# [Task details]
Gather every line in the records that contains the string "water", matching case exactly.

# [Material shown]

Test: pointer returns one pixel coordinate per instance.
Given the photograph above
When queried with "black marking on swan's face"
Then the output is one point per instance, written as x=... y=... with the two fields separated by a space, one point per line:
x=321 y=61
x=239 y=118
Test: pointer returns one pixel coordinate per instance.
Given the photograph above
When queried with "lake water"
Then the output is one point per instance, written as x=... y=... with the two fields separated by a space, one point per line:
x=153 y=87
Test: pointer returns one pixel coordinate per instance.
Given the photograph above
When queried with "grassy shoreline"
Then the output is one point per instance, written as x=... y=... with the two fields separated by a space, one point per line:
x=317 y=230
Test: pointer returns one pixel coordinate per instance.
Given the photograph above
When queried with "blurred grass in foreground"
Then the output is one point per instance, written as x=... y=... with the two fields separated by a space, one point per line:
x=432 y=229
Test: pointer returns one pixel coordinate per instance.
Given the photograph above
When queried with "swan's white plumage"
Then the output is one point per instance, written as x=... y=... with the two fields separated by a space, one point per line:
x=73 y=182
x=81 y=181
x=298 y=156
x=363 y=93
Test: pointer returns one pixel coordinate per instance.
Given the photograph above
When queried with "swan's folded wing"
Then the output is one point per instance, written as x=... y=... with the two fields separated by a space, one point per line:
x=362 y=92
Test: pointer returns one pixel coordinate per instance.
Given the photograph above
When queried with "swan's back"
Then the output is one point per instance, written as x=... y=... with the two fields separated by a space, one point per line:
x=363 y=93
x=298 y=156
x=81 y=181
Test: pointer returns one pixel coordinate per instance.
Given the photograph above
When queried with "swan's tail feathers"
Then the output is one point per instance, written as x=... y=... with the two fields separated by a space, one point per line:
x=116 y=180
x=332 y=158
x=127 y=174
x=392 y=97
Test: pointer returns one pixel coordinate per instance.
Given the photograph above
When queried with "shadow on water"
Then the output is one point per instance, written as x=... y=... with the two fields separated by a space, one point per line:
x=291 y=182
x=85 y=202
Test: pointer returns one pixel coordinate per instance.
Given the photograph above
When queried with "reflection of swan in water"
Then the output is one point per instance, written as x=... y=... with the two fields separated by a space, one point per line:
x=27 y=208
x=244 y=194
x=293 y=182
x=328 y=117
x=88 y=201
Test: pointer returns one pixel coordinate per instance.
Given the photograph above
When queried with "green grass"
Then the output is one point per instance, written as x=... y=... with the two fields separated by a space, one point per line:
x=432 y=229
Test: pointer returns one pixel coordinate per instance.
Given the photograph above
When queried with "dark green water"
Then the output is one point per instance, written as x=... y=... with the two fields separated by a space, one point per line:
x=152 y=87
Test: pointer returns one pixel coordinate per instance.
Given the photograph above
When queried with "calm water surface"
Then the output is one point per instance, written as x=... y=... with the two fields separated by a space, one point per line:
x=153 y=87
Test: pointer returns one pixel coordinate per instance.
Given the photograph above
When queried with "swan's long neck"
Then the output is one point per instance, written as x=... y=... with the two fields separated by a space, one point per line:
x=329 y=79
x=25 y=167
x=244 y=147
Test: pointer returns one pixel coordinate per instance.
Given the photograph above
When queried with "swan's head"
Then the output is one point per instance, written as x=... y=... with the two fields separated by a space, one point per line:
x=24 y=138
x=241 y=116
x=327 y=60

# [Exercise response]
When queried with "lake water"
When queried with "shadow on water"
When queried with "reflection of swan in water"
When queried with "dark green water"
When queried with "calm water surface"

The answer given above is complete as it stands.